:: WORK ITEM ::
Your answer is to be every line of the material that includes the string "below".

:: MATERIAL FOR THIS TASK ::
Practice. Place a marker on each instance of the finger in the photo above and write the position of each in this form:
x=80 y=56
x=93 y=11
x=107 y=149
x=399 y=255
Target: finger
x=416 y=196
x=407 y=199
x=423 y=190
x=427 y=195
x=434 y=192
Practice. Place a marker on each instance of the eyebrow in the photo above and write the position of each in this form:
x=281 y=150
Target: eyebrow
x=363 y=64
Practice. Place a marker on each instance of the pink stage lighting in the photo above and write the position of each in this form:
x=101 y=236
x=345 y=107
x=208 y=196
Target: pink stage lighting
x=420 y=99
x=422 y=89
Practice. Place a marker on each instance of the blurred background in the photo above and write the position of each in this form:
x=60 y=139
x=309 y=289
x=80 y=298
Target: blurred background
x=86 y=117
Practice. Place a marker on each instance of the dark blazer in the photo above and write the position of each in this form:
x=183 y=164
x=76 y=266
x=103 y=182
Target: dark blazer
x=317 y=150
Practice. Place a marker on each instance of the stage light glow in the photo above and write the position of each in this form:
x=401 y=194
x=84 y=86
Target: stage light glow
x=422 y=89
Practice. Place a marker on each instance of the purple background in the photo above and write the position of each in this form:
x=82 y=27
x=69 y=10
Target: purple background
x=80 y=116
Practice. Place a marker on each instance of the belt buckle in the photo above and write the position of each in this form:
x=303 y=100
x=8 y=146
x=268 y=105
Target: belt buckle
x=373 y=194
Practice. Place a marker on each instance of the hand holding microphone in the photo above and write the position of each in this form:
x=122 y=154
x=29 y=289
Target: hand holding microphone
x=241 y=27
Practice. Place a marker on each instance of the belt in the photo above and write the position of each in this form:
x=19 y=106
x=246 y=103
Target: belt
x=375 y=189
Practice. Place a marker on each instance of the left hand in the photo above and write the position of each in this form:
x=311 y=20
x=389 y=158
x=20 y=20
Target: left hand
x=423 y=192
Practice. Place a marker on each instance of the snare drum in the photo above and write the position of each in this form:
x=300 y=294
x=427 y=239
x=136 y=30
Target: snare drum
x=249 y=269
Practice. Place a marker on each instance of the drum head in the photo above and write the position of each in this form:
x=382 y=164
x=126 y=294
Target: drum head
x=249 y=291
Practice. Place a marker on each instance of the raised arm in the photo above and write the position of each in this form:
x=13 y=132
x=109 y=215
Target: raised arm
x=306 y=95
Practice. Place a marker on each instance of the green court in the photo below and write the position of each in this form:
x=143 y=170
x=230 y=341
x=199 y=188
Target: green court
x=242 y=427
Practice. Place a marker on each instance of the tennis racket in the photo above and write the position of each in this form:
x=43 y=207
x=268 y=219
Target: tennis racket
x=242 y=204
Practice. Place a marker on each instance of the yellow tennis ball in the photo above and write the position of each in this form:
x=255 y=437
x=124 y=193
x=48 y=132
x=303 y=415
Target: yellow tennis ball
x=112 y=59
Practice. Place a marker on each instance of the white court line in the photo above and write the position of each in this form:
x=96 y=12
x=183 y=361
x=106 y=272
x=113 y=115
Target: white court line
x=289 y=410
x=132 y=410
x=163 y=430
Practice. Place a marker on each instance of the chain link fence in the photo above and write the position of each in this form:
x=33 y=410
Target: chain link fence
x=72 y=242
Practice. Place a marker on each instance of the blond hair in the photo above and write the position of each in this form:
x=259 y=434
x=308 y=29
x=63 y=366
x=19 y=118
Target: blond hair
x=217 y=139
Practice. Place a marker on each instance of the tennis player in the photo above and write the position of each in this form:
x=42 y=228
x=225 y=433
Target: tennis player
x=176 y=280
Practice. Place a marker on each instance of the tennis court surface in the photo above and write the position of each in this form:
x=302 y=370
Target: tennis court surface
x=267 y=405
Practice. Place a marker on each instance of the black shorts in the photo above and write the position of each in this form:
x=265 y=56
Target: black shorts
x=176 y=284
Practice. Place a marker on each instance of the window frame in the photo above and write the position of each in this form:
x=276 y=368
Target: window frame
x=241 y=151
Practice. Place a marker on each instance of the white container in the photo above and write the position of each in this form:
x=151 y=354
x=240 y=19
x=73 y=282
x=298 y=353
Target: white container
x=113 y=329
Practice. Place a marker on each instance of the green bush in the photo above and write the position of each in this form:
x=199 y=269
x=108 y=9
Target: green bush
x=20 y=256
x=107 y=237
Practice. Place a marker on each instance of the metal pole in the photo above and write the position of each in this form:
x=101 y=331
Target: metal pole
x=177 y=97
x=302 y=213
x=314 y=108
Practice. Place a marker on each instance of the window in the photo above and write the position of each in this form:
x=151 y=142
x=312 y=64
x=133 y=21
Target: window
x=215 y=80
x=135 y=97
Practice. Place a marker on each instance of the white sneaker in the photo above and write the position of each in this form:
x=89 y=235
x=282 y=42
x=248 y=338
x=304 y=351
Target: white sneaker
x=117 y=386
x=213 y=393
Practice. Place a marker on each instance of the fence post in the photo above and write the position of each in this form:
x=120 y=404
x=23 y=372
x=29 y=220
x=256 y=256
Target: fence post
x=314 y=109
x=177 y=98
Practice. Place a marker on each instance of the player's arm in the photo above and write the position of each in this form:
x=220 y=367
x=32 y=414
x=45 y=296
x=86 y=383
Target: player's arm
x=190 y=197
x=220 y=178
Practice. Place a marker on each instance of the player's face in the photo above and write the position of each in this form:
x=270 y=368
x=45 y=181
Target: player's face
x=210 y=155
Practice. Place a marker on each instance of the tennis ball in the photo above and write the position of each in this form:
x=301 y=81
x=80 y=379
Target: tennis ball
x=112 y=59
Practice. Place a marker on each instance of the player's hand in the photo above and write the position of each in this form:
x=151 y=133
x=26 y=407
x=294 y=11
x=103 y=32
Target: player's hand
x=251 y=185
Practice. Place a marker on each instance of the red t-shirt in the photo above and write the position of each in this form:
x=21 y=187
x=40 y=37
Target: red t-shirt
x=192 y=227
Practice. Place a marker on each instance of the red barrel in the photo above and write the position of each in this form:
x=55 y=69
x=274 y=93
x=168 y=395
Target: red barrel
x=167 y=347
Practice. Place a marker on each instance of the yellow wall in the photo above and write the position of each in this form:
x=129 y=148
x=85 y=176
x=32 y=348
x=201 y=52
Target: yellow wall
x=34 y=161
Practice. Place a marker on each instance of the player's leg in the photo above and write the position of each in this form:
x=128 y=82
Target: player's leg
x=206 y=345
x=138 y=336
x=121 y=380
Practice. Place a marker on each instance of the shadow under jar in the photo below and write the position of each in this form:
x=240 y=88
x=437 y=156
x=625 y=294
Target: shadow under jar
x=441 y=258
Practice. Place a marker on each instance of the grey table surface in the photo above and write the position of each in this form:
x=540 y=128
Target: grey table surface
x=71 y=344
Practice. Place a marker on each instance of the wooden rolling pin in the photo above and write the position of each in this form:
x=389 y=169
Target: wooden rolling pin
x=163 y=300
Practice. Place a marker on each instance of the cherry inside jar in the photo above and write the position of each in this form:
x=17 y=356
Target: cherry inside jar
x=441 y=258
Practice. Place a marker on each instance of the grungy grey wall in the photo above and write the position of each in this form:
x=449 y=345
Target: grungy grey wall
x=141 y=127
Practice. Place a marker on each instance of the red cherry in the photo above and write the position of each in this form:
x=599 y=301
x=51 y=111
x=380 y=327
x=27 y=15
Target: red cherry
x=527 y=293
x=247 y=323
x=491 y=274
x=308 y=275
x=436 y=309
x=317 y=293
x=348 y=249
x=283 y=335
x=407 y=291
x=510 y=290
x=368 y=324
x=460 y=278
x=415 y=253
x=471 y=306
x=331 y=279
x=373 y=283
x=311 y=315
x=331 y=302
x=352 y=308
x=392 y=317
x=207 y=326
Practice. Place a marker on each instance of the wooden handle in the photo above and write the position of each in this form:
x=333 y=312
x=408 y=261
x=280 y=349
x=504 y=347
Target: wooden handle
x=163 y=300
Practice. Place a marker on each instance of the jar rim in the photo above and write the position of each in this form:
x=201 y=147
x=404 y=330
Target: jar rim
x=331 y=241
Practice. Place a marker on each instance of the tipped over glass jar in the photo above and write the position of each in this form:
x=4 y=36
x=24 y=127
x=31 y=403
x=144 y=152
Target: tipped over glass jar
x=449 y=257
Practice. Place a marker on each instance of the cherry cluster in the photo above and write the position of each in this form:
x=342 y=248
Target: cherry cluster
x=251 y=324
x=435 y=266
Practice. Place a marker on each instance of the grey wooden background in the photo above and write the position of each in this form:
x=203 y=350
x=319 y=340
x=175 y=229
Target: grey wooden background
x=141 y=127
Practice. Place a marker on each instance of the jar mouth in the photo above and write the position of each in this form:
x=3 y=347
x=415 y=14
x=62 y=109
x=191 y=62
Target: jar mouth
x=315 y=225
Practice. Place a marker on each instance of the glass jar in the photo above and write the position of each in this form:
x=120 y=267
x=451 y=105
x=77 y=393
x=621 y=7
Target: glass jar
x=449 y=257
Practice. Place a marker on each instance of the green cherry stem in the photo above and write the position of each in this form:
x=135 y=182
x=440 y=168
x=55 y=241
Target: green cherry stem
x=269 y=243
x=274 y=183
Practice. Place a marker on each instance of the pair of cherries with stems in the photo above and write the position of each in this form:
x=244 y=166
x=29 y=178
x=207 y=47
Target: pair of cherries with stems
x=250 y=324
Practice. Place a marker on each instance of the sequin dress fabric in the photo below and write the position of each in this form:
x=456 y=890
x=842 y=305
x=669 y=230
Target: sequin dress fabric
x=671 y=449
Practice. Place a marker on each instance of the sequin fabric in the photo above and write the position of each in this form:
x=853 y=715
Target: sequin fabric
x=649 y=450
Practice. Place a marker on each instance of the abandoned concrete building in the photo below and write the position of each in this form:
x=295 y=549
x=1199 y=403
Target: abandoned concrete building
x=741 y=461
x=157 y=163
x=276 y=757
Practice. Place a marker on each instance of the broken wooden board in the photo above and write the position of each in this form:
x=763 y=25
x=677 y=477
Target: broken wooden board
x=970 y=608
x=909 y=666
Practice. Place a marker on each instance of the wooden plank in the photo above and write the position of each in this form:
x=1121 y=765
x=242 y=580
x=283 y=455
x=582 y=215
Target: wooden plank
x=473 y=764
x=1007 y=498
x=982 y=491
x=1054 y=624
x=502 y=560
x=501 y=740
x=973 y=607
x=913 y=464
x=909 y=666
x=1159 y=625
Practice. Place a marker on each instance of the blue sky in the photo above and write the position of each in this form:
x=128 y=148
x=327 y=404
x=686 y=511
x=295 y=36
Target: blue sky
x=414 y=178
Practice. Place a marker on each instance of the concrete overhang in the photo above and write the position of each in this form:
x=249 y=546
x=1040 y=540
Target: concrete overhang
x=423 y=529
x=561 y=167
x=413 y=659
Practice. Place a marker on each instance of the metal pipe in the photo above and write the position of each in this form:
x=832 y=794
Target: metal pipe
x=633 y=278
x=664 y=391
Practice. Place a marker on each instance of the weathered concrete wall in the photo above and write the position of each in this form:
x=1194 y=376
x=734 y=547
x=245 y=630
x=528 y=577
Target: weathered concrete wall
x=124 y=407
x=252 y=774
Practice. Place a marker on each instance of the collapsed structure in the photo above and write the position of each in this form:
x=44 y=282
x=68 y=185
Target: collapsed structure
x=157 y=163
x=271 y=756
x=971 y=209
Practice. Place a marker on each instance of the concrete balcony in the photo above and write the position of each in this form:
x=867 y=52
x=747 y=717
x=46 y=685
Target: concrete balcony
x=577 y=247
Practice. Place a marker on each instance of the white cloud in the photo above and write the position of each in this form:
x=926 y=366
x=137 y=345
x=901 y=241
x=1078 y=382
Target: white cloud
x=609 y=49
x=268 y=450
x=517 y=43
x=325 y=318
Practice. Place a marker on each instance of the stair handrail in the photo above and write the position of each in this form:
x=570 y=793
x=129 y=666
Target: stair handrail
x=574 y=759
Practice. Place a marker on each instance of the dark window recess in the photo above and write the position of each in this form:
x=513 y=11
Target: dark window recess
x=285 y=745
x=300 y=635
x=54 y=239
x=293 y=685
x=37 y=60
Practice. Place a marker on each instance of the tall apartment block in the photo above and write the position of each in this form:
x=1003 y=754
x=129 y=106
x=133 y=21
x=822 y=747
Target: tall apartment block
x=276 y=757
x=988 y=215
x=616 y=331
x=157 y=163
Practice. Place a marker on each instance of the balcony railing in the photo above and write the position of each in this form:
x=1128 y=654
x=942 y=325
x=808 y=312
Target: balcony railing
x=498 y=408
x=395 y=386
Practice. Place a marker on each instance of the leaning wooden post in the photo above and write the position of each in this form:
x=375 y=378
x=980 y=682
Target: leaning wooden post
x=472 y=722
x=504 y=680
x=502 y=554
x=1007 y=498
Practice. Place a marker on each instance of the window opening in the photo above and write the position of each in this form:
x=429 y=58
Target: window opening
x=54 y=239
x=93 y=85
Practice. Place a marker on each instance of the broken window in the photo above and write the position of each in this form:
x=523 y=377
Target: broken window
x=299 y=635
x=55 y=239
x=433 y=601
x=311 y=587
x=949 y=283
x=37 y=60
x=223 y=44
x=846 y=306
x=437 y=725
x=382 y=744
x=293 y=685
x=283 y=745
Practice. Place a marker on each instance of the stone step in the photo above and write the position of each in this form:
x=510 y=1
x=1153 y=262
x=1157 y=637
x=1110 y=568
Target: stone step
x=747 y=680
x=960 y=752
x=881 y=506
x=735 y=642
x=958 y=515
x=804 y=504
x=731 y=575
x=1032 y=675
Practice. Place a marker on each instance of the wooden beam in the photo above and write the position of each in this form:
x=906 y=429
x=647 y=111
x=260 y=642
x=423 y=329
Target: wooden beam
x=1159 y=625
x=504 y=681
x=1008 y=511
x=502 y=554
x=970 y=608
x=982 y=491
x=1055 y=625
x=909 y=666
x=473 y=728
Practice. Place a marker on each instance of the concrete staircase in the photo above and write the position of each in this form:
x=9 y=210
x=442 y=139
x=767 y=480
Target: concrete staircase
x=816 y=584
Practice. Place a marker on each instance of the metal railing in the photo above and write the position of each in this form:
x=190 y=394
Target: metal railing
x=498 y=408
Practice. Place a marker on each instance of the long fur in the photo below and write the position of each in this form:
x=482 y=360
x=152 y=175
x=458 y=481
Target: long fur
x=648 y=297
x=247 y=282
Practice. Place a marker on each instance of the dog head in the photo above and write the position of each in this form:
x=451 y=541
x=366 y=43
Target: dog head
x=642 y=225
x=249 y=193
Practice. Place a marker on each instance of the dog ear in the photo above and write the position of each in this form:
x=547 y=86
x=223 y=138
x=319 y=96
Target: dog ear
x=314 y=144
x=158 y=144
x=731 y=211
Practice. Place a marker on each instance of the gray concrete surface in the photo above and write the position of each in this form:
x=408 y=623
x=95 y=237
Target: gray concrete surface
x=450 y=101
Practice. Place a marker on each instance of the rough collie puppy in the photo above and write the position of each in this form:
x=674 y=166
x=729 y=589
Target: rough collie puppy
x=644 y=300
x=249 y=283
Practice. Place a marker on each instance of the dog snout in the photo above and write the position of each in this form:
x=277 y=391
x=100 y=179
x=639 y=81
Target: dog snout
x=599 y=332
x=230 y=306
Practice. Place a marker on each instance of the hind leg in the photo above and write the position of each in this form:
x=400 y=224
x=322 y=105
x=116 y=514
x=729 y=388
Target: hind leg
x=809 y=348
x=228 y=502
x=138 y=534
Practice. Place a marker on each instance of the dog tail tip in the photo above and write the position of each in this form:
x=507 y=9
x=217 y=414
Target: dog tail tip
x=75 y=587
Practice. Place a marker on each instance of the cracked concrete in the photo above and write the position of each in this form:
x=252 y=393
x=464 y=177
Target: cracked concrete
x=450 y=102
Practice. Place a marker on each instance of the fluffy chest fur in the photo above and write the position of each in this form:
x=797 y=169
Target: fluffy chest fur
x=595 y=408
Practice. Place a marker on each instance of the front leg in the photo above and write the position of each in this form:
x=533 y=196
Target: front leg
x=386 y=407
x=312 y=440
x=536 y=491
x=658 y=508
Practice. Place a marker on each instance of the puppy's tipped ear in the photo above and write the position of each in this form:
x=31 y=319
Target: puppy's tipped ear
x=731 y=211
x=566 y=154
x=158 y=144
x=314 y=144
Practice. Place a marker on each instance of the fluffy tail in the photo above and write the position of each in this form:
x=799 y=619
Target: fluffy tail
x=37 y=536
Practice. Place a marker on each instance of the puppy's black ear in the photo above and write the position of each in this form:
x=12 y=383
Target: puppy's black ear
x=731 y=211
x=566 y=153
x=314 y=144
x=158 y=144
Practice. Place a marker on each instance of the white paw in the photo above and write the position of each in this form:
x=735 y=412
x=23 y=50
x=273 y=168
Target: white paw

:: ANSWER SPACE ::
Practice. Place a marker on each instance of the green court in the photo below and write the position of each in this form:
Practice. Place a marker on each instance of the shadow under jar in the photo below and write the position of each in this form:
Practice. Place a marker on each instance of the sequin dress fabric in the photo below and write the position of each in this form:
Practice. Place a marker on each instance of the abandoned concrete building in the photo below and write the position of each in this form:
Practice. Place a marker on each instance of the long fur in the photo below and write the position of each in this form:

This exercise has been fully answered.